Provided entries:
========================================
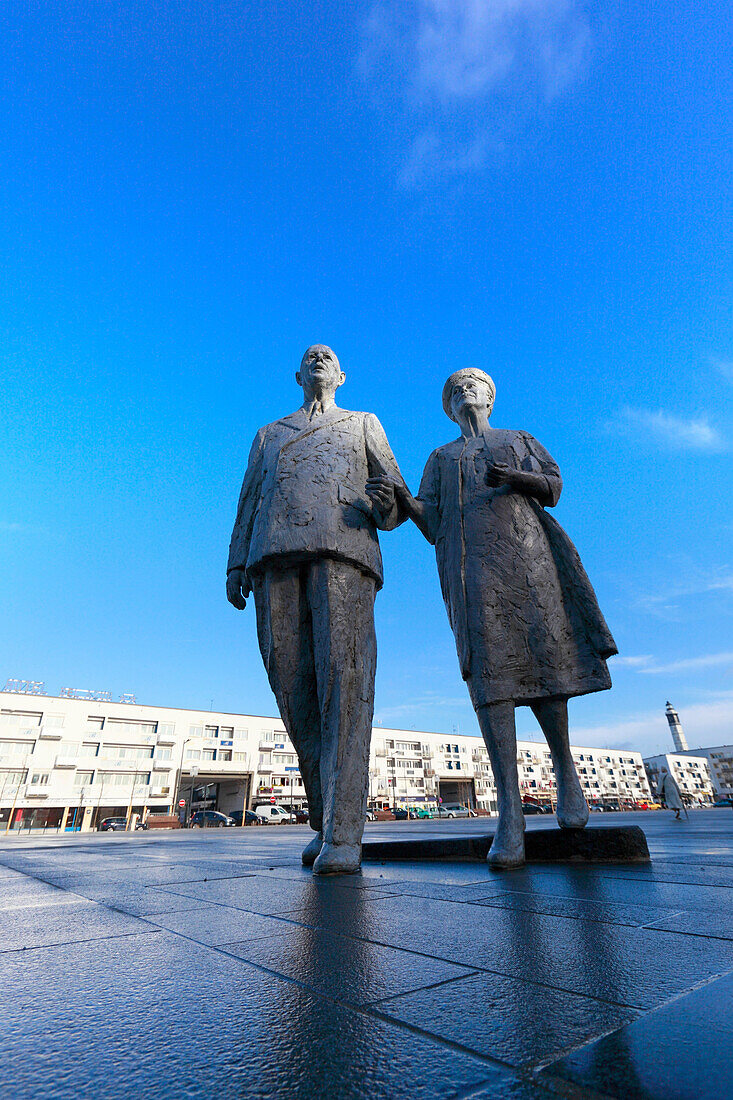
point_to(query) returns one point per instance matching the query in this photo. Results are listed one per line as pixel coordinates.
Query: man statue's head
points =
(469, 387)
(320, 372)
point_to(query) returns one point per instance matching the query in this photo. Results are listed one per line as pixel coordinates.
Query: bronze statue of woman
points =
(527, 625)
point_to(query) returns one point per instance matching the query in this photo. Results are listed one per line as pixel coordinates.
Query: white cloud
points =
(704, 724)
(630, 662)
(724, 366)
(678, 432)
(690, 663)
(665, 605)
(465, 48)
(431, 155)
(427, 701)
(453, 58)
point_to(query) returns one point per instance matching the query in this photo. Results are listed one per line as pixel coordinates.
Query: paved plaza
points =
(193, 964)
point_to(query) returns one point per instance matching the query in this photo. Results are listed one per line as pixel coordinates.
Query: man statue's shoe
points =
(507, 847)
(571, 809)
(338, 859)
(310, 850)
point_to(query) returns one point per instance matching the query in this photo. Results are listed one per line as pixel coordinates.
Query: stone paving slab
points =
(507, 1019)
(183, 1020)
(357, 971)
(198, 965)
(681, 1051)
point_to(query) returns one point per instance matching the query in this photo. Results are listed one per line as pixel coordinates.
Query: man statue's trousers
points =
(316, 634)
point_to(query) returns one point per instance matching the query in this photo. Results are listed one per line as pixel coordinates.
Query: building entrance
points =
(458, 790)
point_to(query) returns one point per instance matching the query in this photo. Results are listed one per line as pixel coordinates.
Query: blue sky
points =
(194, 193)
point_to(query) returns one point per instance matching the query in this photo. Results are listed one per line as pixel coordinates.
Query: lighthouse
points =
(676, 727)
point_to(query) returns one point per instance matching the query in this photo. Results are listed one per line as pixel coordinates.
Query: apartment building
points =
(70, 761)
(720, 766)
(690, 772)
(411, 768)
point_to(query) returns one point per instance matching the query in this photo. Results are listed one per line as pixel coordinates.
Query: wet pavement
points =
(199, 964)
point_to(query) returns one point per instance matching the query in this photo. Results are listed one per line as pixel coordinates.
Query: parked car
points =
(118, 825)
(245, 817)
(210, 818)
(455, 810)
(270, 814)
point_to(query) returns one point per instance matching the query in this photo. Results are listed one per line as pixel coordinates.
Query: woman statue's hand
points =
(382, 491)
========================================
Rewrite the listing above with every "photo" changed to "image" and nothing else altered, leaving out the pictures.

point_to(query) returns one point per instance matching the query in this image. Results are listed one per line as pixel coordinates.
Query: man statue's head
points =
(469, 387)
(320, 372)
point_to(query) returns one point per instance matching the query in this image. Results are listed one per line as pixel coordinates.
Query: bronze statue of woman
points =
(527, 625)
point_to(query) returns one point per instance matching the query in this image. Results are listed one per line as pixel coordinates.
Query: white cloud
points =
(704, 724)
(630, 662)
(724, 366)
(678, 432)
(690, 663)
(665, 605)
(465, 48)
(431, 155)
(427, 701)
(453, 58)
point_to(query) returns one point per instance matching the query in this image. Results are listed one per line as pixel coordinates.
Query: paved plaza
points =
(193, 964)
point_to(query) returns one point per instance matching the query in this image. Results are listed one per line as pixel coordinates.
Query: man statue's shoe
points =
(507, 847)
(571, 809)
(338, 859)
(310, 850)
point_to(query) returns one point per instance matching the query in this image. Results are listed one per line as pixel coordinates.
Query: stone paving slab
points =
(507, 1019)
(183, 1020)
(357, 971)
(198, 965)
(681, 1051)
point_to(query) returns one point per instance matching the query in this image. Results are listed one per line as pixel coordinates.
Query: man statue's trousers
points =
(316, 634)
point_to(query) returns one point per instance matching the query in this image. Results are listed one per line as pixel coordinates.
Query: building entrance
points =
(458, 790)
point_to(query) returns one point per instance matching the query in this image. Results are listed one per line as pixel coordinates.
Query: blue sky
points =
(194, 193)
point_to(query) returns one point per instance matching the query in this image. Results are listed one per line as pixel coordinates.
Query: lighthouse
points =
(676, 727)
point_to(query) returns one point per instance matching the query in this image. Results are listed one per line as pixel coordinates.
Query: apartment building
points =
(70, 761)
(720, 766)
(690, 772)
(411, 768)
point_to(query) returns one point per instance matching the query in this image. Results are listed one per line as pixel coordinates.
Query: wet pavement
points =
(199, 964)
point_to(query) returns one point per instance matching the query in this image. Results are listed one per line as pixel coordinates.
Query: parked car
points =
(118, 825)
(245, 817)
(210, 818)
(455, 810)
(270, 814)
point_to(query) returns one point per instance matching the query in this image. Results are listed one per line as pixel coordinates.
Query: woman statue's hand
points =
(382, 491)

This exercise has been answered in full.